Update the material below by replacing "zebra print blouse" with "striped blouse" wherever it appears, and leave everything else unchanged.

### [DATA PROVIDED]

-- start --

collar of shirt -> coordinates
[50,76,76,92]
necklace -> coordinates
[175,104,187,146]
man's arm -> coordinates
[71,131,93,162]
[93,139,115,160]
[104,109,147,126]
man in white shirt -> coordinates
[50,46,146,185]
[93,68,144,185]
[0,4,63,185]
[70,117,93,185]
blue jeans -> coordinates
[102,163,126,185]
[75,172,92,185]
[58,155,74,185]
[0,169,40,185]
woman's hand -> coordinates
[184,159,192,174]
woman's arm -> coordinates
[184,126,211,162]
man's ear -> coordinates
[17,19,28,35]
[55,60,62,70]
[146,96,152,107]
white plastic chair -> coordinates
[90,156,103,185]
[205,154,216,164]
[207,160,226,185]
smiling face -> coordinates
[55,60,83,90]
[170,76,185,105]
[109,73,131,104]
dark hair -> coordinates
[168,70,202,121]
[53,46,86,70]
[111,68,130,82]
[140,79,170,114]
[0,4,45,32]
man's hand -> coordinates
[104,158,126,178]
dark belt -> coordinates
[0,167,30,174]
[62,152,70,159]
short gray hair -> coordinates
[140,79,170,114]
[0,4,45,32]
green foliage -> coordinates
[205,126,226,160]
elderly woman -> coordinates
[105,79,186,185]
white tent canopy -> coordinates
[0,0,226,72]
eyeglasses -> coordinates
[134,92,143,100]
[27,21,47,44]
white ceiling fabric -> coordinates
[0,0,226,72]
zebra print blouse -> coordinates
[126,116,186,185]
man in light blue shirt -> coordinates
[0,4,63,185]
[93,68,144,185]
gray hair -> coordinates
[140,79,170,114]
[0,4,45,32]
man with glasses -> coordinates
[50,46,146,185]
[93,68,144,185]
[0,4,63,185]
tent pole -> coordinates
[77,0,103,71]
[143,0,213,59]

-- end --

### [FULL OUTPUT]
collar of shirt -> coordinates
[50,76,76,92]
necklace -> coordinates
[175,104,187,146]
man's arm -> coordinates
[71,131,93,162]
[93,139,115,160]
[104,109,147,126]
man in white shirt -> coordinates
[50,46,146,185]
[93,68,144,185]
[0,4,63,185]
[70,117,93,185]
blue jeans -> coordinates
[102,163,126,185]
[75,172,92,185]
[58,155,74,185]
[0,169,40,185]
woman's hand -> coordinates
[184,159,192,174]
woman's arm -> coordinates
[184,126,211,162]
man's ear -> coordinates
[17,19,28,35]
[55,60,62,70]
[146,96,152,107]
white plastic chair -> coordinates
[90,156,103,185]
[205,154,216,164]
[207,160,226,185]
smiling face -> coordinates
[55,60,83,90]
[170,76,185,105]
[109,73,131,104]
dark hair -> coordinates
[168,70,202,121]
[53,46,86,70]
[111,68,130,82]
[140,79,170,114]
[0,4,45,32]
man's hand -> coordinates
[104,158,126,178]
dark belt -> coordinates
[0,167,30,174]
[62,152,70,159]
short gray hair -> coordinates
[140,79,170,114]
[0,4,45,32]
green foliage -> coordinates
[205,126,226,160]
elderly woman -> coordinates
[105,79,186,185]
white tent canopy -> coordinates
[0,0,226,72]
eyeglasses -> coordinates
[134,92,143,100]
[27,21,47,44]
white ceiling fabric -> coordinates
[0,0,226,72]
striped blouse -> coordinates
[126,116,186,185]
man in light blue shirt -> coordinates
[0,4,63,185]
[93,68,144,185]
gray hair -> coordinates
[140,79,170,114]
[0,4,45,32]
man with glasses -> coordinates
[50,46,146,185]
[93,68,144,185]
[0,4,63,185]
tent pole -> coordinates
[77,0,103,71]
[143,0,213,59]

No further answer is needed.